** Opening EXCERPT block **
Review by Cath Murray

7 May 2017, 5:00


Invisibly Blighted: The digital erosion of childhood

By Sandra Leaton Gray and Andy Phippen

There’s something incoherent about how this book is presented that I’m struggling to articulate.

Perhaps it’s that its cover photo of a 16th-century “child-eater” statue makes it looks like a guidebook to the Swiss city of Berne. It could be the pathos-laden title: Invisibly Blighted, or the subtitle’s apocalyptic tones: The digital erosion of childhood. Whatever it is, it has the authors swimming against the tide from the start.

It’s a credit to them, therefore, that they manage to engage. I expected another tome on how technology is destroying kids’ lives. Instead I read a concise overview of the state of safeguarding legislation and practice, interspersed with the wisest musings of teenagers, digested and fed back to me as eruditely formulated theses (a product of the authors’ work in schools).

It’s an academic text so kicks off with a dull but presumably necessary chapter on definitions. We then dive into a meatier discussion, with a provocative edge, introducing ideas such as “moral panic” (roughly put, an increased awareness of, rather than an actual increase in risk).

As someone who raised a family in settings where natural disasters and lack of hospitals were real concerns, I breathed a sigh of relief at the authors’ description of the UK as a “particularly extreme case study of collective parental anxiety regarding risk”. They raise a theme that is developed later: that those in positions of authority should be careful not to overstate risk to gain a “tactical advantage”.

The authors’ insistence on framing the issues as “social” is the book’s most interesting theme

A chapter on identity and biometrics asks schools whether they are guilty of “convenience at the cost of privacy”. (Were pupils informed of their rights when they uploaded their fingerprint to the school database? Are schools adequately safeguarding this personal biometric data?) In characteristically measured tones, the authors write: “The matter of how school administrators become complicit in widespread, digitised child surveillance — not always compliant with the law — merits examination.”
** Closing EXCERPT block **
* TASK REQUIREMENTS *
Set down the book review word for word, from start to finish. The records are taken from an unrelated source.
** Opening DATA EXCERPTS block **
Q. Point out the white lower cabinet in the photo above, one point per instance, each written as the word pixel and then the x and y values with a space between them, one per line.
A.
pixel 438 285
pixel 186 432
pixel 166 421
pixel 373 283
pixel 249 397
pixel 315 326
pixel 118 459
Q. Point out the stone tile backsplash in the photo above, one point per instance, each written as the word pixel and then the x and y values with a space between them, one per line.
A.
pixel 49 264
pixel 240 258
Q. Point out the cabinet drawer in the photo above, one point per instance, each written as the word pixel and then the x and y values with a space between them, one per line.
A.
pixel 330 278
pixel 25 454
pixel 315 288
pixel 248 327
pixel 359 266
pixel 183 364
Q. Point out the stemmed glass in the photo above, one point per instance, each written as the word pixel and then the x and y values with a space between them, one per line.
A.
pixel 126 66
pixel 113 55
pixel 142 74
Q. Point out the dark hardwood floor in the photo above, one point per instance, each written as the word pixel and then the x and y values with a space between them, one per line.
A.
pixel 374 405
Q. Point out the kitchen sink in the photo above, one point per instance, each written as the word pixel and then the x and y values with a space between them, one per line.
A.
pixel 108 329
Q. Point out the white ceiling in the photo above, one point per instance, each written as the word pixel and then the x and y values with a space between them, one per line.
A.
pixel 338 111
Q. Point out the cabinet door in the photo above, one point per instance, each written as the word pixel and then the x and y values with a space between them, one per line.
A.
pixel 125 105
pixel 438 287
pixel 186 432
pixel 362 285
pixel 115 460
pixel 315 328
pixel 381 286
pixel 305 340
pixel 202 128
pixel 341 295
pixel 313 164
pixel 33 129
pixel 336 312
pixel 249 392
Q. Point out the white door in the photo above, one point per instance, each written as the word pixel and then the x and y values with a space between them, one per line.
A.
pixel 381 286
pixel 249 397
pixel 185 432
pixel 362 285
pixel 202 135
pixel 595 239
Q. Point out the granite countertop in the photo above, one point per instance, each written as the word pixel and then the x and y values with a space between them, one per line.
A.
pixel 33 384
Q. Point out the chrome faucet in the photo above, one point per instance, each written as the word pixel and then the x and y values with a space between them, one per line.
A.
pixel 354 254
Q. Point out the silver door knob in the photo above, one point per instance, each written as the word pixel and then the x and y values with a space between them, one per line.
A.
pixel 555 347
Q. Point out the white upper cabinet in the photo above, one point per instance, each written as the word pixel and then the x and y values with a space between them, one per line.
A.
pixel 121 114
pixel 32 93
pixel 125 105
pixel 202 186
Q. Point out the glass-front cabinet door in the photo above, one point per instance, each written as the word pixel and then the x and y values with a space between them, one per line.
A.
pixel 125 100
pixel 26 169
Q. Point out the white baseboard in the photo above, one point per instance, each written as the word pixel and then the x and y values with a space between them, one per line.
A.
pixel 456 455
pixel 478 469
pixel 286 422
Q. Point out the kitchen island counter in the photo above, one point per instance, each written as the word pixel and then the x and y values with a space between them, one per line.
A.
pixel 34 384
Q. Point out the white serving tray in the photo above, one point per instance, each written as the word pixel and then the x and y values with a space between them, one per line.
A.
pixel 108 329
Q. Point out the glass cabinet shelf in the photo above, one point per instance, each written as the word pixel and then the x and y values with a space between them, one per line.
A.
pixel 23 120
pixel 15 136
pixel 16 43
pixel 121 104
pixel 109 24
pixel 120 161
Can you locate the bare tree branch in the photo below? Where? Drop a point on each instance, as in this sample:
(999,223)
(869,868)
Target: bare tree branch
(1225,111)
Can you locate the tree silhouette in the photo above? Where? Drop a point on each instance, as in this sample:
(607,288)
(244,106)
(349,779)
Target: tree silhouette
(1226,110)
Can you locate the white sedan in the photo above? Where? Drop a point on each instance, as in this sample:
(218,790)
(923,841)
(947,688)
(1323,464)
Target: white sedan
** Closing DATA EXCERPTS block **
* TASK ANSWER *
Review by Cath Murray

7 May 2017, 5:00


Invisibly Blighted: The digital erosion of childhood

By Sandra Leaton Gray and Andy Phippen

There’s something incoherent about how this book is presented that I’m struggling to articulate.

Perhaps it’s that its cover photo of a 16th-century “child-eater” statue makes it looks like a guidebook to the Swiss city of Berne. It could be the pathos-laden title: Invisibly Blighted, or the subtitle’s apocalyptic tones: The digital erosion of childhood. Whatever it is, it has the authors swimming against the tide from the start.

It’s a credit to them, therefore, that they manage to engage. I expected another tome on how technology is destroying kids’ lives. Instead I read a concise overview of the state of safeguarding legislation and practice, interspersed with the wisest musings of teenagers, digested and fed back to me as eruditely formulated theses (a product of the authors’ work in schools).

It’s an academic text so kicks off with a dull but presumably necessary chapter on definitions. We then dive into a meatier discussion, with a provocative edge, introducing ideas such as “moral panic” (roughly put, an increased awareness of, rather than an actual increase in risk).

As someone who raised a family in settings where natural disasters and lack of hospitals were real concerns, I breathed a sigh of relief at the authors’ description of the UK as a “particularly extreme case study of collective parental anxiety regarding risk”. They raise a theme that is developed later: that those in positions of authority should be careful not to overstate risk to gain a “tactical advantage”.

The authors’ insistence on framing the issues as “social” is the book’s most interesting theme

A chapter on identity and biometrics asks schools whether they are guilty of “convenience at the cost of privacy”. (Were pupils informed of their rights when they uploaded their fingerprint to the school database? Are schools adequately safeguarding this personal biometric data?) In characteristically measured tones, the authors write: “The matter of how school administrators become complicit in widespread, digitised child surveillance — not always compliant with the law — merits examination.”